- _DATA RECORDS_:
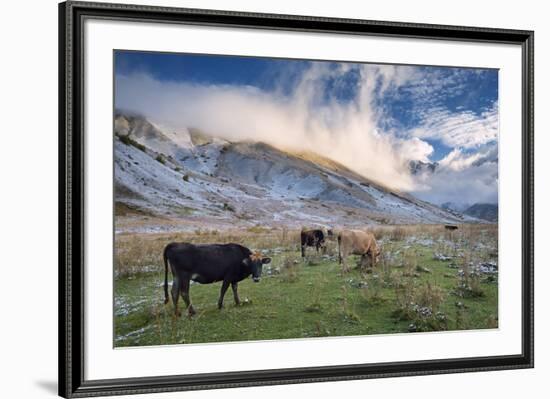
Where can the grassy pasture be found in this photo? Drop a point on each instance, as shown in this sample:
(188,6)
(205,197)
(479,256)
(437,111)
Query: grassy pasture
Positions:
(428,279)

- _DIRECTIONS_: For every line in the data above that has the string "pasture", return that line.

- _WRITTEN ANSWER_:
Where can the grassy pasture be found in this photo? Drop a point on each instance, as shown in this sample:
Query: grassy pasture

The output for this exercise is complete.